■ **Text passage**

Finally!! Here is a single sentence that makes sense! It is a defensible argument on bringing the rod. Congratulations! You made sense for 33 whole words! I do not agree, but accept the fact you might be right under the conditions that will exist on the ground in August. This will be your only positive note... Do not let it go to your head.

Antiperspirant has been tested for decades and is not a health issue... period. Even if it were a long-term health issue you would not be looking at long-term issues with a single hunt and run-up to the hunt to help control the single most critical issue in the entire hunt; bad feet.

Antiperspirant works and works well. Anyone that denies that and admits they have never used it deserves every last word of derision possible. Especially when your absolute stupidity might lead someone away from it that could really use it. You show a clear lack of experience in the importance of conrolling wet feet, especially on others. The OP early on realized how important Ironbender's post was and will probably use it and benefit greatly from it. That would be without thanks to you...

And just where did you pull the armpit comment from? No one suggested it was to control anything other than excess foot perspiration. Prejuidicing an important point with noise generated from sheer stupidity is really something to be proud of. Congratulations!

Named-object pointing entries:
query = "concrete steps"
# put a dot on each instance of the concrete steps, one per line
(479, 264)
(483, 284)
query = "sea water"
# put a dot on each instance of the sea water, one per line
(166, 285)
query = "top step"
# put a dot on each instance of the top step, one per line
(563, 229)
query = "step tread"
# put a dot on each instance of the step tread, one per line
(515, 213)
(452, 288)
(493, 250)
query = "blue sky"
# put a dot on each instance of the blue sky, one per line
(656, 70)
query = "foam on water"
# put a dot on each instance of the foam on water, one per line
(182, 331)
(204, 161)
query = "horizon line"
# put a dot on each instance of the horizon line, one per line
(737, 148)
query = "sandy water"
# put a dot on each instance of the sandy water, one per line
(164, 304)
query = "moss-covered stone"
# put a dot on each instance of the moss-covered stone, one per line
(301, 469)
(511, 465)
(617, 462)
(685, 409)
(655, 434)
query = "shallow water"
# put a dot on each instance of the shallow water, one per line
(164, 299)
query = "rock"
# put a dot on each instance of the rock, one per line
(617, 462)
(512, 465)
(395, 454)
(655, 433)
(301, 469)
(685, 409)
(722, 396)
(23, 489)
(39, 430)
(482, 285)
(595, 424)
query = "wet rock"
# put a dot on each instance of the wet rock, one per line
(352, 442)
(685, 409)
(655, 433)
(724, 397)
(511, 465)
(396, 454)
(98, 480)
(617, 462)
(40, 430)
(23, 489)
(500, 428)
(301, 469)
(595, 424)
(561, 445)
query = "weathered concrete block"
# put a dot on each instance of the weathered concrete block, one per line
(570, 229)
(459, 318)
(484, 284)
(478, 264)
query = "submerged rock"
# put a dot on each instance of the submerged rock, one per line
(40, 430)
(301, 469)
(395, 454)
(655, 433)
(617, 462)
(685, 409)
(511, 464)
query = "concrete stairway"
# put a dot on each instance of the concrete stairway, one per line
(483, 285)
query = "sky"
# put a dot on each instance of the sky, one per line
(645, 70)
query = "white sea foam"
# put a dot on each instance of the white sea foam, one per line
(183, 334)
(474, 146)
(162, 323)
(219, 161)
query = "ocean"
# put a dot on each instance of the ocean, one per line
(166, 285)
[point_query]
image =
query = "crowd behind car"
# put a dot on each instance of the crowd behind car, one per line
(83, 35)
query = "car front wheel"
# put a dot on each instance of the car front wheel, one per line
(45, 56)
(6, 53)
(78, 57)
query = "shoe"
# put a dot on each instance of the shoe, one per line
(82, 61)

■ **Exercise tasks**
a) Repeat the forum post about antiperspirant for wet feet word for word, from "Finally!! Here is" up to and including "to your head.".
b) Carry on the forum post about antiperspirant for wet feet, starting after its last sentence.

■ **Exercise answers**
a)
Finally!! Here is a single sentence that makes sense! It is a defensible argument on bringing the rod. Congratulations! You made sense for 33 whole words! I do not agree, but accept the fact you might be right under the conditions that will exist on the ground in August. This will be your only positive note... Do not let it go to your head.

b)
Whoooooopsss! You may have made sense on two points! The 308 will work fine. Who would have thought there would be two positive points??? Amazing!

My rangefinder goes with me every hunt, every time... If there is ever a problem it is only on me. And I even change batteries before every major event. They are too cheap to ignore.

Just exactly what does your cluelessness think gaiters are for? Yes for bear hunts but no for sheep??? I would hate to have to pay your "recreational" reality bills! Gaiters are the single most important thing to protect your boot laces and uppers in scree and shale slides... That one of your professed outdoorsman status has not seen that despite a "roomful" of DIY trophies is at best comical. Or Pathetic... your call.

Rare blisters? More laughing...

Airing out boots and feet? What happens when they swell like EVERY over-heated foot does when you take that boot off?

Have you ever really left the house?

Congrats, I think you would score 100% on the AOD scale despite two not-quite-wrong points!

Only problem is deciding between laughing and crying...


Mark Begich, Joaquin Jackson, and Heller resistance... Three huge reasons to worry about the NRA.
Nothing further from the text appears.